◆ **Data supplied**:
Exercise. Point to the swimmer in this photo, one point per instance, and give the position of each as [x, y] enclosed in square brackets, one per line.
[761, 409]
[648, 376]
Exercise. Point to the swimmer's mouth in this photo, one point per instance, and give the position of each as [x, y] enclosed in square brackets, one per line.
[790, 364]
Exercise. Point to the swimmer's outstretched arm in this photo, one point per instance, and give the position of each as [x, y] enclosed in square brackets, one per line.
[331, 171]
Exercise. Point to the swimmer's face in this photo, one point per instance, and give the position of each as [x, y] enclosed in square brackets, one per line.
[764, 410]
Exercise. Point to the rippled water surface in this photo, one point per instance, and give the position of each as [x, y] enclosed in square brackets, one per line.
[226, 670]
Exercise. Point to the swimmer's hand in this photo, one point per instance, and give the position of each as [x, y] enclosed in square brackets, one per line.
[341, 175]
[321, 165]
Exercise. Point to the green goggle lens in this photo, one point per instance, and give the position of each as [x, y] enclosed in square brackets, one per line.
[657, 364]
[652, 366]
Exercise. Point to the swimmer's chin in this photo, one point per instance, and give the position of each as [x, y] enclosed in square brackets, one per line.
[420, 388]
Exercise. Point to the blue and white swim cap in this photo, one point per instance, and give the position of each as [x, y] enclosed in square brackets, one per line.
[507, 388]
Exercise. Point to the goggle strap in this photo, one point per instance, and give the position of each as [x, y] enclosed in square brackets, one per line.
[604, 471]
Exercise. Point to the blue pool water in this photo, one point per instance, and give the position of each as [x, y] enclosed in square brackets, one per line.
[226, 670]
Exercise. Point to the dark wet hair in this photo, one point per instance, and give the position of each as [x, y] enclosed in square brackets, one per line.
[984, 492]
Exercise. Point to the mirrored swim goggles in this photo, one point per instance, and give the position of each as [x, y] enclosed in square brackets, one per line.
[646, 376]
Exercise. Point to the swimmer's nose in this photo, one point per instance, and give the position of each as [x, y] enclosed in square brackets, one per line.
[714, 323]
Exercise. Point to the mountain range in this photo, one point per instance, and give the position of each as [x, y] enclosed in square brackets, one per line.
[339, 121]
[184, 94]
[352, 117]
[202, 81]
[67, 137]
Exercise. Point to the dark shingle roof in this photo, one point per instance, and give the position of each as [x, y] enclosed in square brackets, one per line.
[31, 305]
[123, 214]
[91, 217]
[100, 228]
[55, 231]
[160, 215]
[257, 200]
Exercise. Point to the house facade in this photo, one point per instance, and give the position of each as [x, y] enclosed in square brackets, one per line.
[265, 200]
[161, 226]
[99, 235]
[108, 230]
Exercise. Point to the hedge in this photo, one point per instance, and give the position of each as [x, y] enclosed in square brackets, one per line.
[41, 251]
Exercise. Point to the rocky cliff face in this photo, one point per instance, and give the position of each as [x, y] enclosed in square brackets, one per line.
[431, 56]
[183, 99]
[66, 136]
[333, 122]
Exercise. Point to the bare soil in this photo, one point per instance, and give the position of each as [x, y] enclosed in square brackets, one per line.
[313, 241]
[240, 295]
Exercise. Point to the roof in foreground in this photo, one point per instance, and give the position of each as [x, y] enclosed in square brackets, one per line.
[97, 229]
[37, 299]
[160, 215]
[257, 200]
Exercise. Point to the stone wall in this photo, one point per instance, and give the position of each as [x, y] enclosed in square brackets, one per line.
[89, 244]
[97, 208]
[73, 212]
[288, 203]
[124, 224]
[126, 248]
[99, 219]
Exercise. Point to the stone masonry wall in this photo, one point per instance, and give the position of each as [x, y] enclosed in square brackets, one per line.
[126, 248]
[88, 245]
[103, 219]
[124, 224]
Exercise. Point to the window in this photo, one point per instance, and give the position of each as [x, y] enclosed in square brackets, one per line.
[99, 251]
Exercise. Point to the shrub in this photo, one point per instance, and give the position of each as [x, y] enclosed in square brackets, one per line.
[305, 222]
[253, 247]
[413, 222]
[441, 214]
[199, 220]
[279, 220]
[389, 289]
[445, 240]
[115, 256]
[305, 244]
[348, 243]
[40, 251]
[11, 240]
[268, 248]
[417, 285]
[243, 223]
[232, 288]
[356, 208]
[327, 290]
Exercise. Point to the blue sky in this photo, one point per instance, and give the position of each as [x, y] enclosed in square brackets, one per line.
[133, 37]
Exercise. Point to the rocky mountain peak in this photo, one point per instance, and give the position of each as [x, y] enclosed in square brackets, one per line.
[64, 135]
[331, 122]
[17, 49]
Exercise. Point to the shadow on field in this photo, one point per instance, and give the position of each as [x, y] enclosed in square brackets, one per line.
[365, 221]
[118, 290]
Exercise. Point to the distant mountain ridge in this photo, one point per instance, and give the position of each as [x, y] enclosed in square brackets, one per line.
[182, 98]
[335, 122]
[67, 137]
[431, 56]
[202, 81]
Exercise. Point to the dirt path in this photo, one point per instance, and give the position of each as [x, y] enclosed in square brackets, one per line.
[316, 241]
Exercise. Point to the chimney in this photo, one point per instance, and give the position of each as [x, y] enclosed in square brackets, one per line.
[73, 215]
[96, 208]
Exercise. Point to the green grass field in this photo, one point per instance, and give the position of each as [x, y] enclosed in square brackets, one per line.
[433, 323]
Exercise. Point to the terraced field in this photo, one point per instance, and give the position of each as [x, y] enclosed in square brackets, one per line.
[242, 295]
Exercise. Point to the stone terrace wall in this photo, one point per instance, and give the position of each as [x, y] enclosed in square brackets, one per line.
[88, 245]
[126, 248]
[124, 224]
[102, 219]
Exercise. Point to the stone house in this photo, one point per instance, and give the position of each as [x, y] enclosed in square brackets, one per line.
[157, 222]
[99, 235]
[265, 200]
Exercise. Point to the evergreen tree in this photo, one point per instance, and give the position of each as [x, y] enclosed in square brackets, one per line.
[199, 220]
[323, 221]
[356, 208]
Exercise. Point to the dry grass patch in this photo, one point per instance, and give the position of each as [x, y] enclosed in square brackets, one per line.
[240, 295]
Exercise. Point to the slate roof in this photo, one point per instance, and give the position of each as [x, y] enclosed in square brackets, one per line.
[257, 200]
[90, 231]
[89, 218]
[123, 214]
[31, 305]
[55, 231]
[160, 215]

◆ **Task to complete**: All records are to be retyped exactly. None may be omitted.

◆ **Task response**:
Exercise. Point to the swimmer in this photo, one point per instance, and give the position of each as [x, y] enclosed in square brackets, one per line.
[761, 409]
[648, 376]
Exercise. Point to the swimmer's mouth in this photo, one point per instance, and give the position of each as [x, y] enclosed in square brackets, one per line.
[790, 364]
Exercise. Point to the swimmer's outstretched arm in this photo, one point per instance, and give the position of each as [x, y] enclosed in square brackets, one per line.
[331, 171]
Exercise. Point to the swimmer's face in this photo, one point per instance, and give the position of each as [x, y] enclosed in square brackets, one per line.
[764, 410]
Exercise. Point to the rippled water surface in this photo, one point per instance, and give the position of each as [x, y] enclosed in square brackets, one per line.
[226, 670]
Exercise. Point to the swimmer's hand in this photo, one point per instance, and give the position of each as [x, y] enclosed in square brackets, one per line.
[341, 175]
[321, 165]
Exercise. Point to the green goggle lens in this photo, one point per instance, and give the position of each as [x, y] enclosed in square brackets, one per line.
[657, 364]
[652, 366]
Exercise. Point to the swimmer's chin in this photo, one point per instance, and give the position of each as [x, y] enclosed in square brackets, one per line.
[420, 388]
Exercise. Point to the blue and white swim cap in this photo, one point per instance, and give the position of each as [x, y] enclosed in square brackets, one per line.
[507, 388]
Exercise. Point to the goggle strap in this photo, one point per instance, and give the position of each as [x, y] enclosed in square brackets, one per line.
[604, 471]
Exercise. Point to the blue pool water in this photo, one point per instance, and give the position of each as [x, y] enclosed in square brackets, one per line.
[226, 670]
Exercise. Point to the dark wet hair in this photo, one point per instance, and give the position of each as [x, y] enclosed in square brackets, one per line.
[984, 492]
Exercise. Point to the mirrored swim goggles in this photo, one point per instance, and give the position of each as [x, y] enclosed in square brackets, one per line.
[646, 376]
Exercise. Point to the swimmer's nose in this photo, one point per instance, and give the position of each as [x, y] enclosed in square brackets, one per line.
[714, 323]
Exercise. Point to the mountain range in this photo, one point per instance, and give the position of each as [x, y] enclosed in square brackets, one per line.
[339, 121]
[184, 94]
[352, 117]
[202, 81]
[67, 137]
Exercise. Point to the dark shingle roof in this photo, one point per instance, and give the position of each as [x, y] enclosed in square brackets, one per line.
[31, 305]
[123, 214]
[91, 217]
[100, 228]
[55, 231]
[160, 215]
[257, 200]
Exercise. Point to the house facade in this photo, one point per instance, and give the position of each as [x, y] enclosed in square brackets, one per line.
[265, 200]
[161, 226]
[99, 235]
[108, 230]
Exercise. Point to the hedge in this photo, one point per instance, and give the position of each as [x, y] enclosed in square brackets, one per line.
[41, 251]
Exercise. Point to the rocky cliff face in this photo, one point per instance, and give the position of each as [x, y] enclosed in square brackets, one per line.
[431, 56]
[183, 99]
[66, 136]
[333, 122]
Exercise. Point to the bare soil in this photo, one point per instance, and give the position of each as [x, y] enclosed in square brackets, one per line.
[313, 241]
[240, 295]
Exercise. Point to the roof in foreground in this photo, one point per instance, and give the position of each as [x, y] enclosed in square brackets, one per line.
[97, 229]
[37, 299]
[160, 215]
[257, 200]
Exercise. Point to the stone wall in this photo, one point per instance, and give the position of each as [x, y] enclosed in square brackets, one per line.
[89, 244]
[97, 208]
[73, 212]
[288, 203]
[124, 224]
[126, 248]
[99, 219]
Exercise. Point to the stone masonry wall in this photo, one point per instance, and give the position of each as [x, y] enclosed in square brackets, one per line.
[126, 248]
[88, 245]
[103, 219]
[124, 224]
Exercise. Point to the window in this photo, one point per instance, and give the position of each as [x, y] enclosed in square brackets, one per line.
[99, 251]
Exercise. Point to the shrub in this photo, one point per instance, and give the position of each as [x, y] enclosed in square brackets, one per line.
[305, 222]
[253, 247]
[413, 222]
[441, 214]
[199, 220]
[279, 220]
[389, 289]
[445, 240]
[115, 256]
[305, 244]
[348, 243]
[40, 251]
[11, 240]
[268, 248]
[417, 285]
[243, 223]
[232, 288]
[356, 208]
[327, 290]
Exercise. Point to the blue sky in this photo, one point per instance, and give the position of each as [x, y] enclosed in square brackets, one per line.
[133, 37]
Exercise. Point to the rocky mountain peak in this photo, one point per instance, and give the position of each as [x, y] enclosed in square brackets, one per line.
[64, 135]
[331, 122]
[17, 49]
Exercise. Point to the shadow on field in this photo, one point per instance, and give the position of each as [x, y] enclosed in square brackets, one per line.
[365, 221]
[118, 290]
Exercise. Point to the distant mountain ridge in this photo, one point per instance, and give the position of each as [x, y] enclosed in square brackets, one per line.
[182, 98]
[335, 122]
[67, 137]
[431, 56]
[202, 81]
Exercise. Point to the dirt path in this photo, one point per instance, and give the position of each as [x, y] enclosed in square brackets, one per line.
[316, 241]
Exercise. Point to the chimney in this photo, one point per instance, and give the position of each as [x, y] enclosed in square brackets, one per line.
[73, 215]
[96, 208]
Exercise. Point to the green grass field in this photo, one point per instance, and give the position of each as [x, y] enclosed in square brackets, one per line.
[433, 323]
Exercise. Point to the terraced field in this photo, one point per instance, and give the position of each as [x, y] enclosed in square brackets, one per line.
[242, 295]
Exercise. Point to the stone terrace wall in this photo, one point per instance, and give the position of each as [x, y] enclosed in square brackets, one per line.
[88, 245]
[126, 248]
[124, 224]
[102, 219]
Exercise. Point to the stone house in this photo, one point per instance, and give the position of each as [x, y] enclosed in square brackets, one per line.
[157, 222]
[99, 235]
[265, 200]
Exercise. Point to the evergreen tree in this photo, one point per instance, and give the position of each as [x, y] enclosed in square brackets, one per line.
[199, 220]
[323, 221]
[356, 208]
Exercise. Point to the dry grass patch in this photo, one point per instance, and give the position of each as [x, y] enclosed in square brackets, one per line.
[240, 295]
Exercise. Point to the slate roof in this photo, one point per instance, and give the position of each as [x, y] enclosed in square brackets, one per line.
[257, 200]
[90, 231]
[89, 218]
[123, 214]
[31, 305]
[55, 231]
[160, 215]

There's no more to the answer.